---------- Data to use

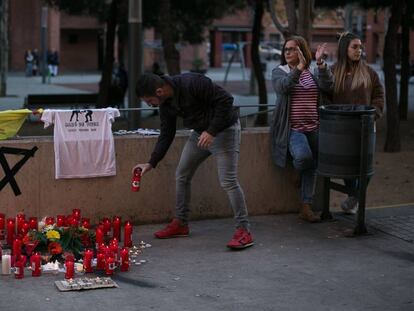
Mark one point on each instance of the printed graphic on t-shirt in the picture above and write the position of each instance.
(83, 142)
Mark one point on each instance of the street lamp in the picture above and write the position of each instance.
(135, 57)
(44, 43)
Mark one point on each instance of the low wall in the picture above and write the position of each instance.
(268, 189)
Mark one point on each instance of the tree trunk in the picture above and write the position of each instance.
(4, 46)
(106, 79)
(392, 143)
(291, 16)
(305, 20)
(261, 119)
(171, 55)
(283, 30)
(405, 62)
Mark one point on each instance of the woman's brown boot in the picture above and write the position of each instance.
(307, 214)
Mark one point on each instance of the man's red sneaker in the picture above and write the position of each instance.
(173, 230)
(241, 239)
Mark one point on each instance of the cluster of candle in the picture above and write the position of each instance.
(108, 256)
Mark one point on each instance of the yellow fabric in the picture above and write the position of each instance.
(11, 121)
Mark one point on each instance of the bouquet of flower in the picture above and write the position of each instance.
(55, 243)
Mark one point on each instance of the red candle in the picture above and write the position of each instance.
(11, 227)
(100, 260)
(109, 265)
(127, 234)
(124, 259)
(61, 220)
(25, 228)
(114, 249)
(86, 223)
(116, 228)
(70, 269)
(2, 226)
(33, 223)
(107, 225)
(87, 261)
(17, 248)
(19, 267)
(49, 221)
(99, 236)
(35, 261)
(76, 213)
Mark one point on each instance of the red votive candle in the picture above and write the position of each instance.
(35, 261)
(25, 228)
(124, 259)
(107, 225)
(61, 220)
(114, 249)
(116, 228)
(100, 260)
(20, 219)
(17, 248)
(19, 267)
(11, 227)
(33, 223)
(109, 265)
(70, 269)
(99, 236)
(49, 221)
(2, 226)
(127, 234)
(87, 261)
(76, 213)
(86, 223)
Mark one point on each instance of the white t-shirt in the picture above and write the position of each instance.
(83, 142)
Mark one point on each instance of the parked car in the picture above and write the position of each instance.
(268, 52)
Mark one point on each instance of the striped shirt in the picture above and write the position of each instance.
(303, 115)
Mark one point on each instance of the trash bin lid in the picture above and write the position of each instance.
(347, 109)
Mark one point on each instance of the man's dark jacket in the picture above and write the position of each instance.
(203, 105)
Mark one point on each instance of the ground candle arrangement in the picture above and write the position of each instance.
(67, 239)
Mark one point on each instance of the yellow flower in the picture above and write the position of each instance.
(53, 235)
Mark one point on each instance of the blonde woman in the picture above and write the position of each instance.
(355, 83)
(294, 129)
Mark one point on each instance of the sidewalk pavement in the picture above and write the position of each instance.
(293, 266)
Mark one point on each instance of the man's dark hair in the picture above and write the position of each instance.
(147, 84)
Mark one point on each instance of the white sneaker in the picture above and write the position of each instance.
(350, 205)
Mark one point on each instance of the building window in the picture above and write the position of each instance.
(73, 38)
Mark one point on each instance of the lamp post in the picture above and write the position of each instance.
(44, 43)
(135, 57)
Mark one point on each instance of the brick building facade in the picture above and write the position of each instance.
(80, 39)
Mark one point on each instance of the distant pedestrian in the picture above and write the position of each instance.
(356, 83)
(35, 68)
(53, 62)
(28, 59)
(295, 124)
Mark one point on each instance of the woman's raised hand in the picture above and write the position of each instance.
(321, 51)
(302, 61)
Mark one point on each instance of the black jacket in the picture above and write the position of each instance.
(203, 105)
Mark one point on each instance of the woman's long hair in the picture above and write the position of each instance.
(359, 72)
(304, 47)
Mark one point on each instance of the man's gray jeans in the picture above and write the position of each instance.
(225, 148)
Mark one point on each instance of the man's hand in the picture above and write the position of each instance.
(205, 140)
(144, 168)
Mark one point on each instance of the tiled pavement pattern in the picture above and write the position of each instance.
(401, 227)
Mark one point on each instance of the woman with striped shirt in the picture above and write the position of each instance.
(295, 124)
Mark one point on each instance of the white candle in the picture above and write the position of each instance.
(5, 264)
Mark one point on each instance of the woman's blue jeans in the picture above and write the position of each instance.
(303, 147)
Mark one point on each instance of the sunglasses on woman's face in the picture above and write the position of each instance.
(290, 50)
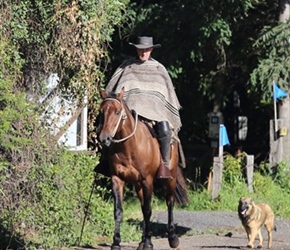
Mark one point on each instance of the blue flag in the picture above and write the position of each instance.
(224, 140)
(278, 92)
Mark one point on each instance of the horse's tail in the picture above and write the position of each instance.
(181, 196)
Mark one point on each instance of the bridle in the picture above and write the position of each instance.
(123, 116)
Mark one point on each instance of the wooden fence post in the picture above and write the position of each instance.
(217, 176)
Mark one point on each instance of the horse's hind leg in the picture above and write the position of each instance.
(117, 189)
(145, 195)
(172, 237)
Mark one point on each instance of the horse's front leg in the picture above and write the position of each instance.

--------------------
---------- Data to use

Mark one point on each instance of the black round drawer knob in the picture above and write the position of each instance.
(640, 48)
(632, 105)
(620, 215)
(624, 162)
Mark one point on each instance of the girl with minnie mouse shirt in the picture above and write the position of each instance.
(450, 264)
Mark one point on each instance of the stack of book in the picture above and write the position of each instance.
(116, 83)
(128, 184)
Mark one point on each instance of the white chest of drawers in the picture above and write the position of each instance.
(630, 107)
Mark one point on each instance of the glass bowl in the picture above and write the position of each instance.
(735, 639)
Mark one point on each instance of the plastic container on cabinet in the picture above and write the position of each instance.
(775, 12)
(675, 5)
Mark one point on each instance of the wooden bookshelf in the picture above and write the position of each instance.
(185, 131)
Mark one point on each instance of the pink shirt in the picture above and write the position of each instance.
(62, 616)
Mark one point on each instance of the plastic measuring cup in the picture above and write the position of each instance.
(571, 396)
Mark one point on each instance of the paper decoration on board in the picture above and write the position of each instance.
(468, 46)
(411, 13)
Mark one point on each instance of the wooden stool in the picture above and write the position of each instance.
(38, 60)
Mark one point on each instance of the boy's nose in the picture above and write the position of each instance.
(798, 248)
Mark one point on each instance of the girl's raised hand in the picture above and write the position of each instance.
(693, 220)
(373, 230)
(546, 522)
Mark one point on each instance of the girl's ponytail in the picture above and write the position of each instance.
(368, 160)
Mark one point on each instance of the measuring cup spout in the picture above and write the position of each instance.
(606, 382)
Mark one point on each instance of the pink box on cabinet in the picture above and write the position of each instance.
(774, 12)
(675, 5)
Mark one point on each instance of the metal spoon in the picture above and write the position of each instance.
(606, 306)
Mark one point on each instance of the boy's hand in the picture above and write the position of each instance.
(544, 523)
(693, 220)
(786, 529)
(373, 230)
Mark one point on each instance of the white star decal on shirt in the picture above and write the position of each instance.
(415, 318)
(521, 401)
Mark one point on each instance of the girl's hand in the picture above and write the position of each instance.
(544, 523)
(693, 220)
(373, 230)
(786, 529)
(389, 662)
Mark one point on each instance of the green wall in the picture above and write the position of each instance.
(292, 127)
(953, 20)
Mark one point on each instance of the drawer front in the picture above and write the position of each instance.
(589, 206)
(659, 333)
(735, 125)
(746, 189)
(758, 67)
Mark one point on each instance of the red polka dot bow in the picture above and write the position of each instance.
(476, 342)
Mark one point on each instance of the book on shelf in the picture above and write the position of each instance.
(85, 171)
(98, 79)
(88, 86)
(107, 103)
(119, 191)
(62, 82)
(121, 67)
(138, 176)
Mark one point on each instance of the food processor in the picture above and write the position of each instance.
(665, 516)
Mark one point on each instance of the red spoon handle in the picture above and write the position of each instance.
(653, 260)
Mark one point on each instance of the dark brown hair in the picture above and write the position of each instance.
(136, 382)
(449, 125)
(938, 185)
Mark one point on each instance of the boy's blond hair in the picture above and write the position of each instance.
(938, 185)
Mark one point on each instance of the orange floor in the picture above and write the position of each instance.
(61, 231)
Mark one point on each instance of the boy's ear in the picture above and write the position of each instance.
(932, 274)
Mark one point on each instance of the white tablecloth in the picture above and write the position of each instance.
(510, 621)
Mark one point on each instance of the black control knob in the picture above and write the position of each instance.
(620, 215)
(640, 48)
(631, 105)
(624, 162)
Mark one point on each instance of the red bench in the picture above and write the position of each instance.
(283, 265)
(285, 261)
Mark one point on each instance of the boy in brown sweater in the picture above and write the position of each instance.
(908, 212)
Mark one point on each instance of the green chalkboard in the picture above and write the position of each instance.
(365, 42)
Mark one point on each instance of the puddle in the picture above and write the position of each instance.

--------------------
---------- Data to use

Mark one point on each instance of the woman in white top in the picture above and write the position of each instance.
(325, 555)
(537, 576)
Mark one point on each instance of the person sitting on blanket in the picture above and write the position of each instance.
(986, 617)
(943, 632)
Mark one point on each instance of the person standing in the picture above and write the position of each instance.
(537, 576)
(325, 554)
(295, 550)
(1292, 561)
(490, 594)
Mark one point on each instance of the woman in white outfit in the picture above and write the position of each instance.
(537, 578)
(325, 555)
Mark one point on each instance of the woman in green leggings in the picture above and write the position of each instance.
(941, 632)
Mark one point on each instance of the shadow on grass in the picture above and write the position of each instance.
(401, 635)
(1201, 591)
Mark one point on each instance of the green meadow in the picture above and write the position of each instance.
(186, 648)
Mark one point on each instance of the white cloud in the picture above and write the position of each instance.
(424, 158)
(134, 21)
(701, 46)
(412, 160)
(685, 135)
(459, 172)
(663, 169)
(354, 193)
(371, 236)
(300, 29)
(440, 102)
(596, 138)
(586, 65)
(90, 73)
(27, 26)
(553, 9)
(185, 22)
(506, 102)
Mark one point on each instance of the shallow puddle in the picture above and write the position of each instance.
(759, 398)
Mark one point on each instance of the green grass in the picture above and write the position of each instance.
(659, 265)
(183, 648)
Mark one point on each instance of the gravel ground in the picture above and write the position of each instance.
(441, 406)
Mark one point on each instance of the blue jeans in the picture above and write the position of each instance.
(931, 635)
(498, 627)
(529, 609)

--------------------

§ **Instructions for the task**:
Identify each line above that contains the word "knob", and copy every one of those lines in full.

§ **Result for this task**:
Mark one point on each instance of the black round drawer knob in the picture above and write the position of each instance.
Mark one point on each instance of the black control knob in the picture above and write the position of each instance.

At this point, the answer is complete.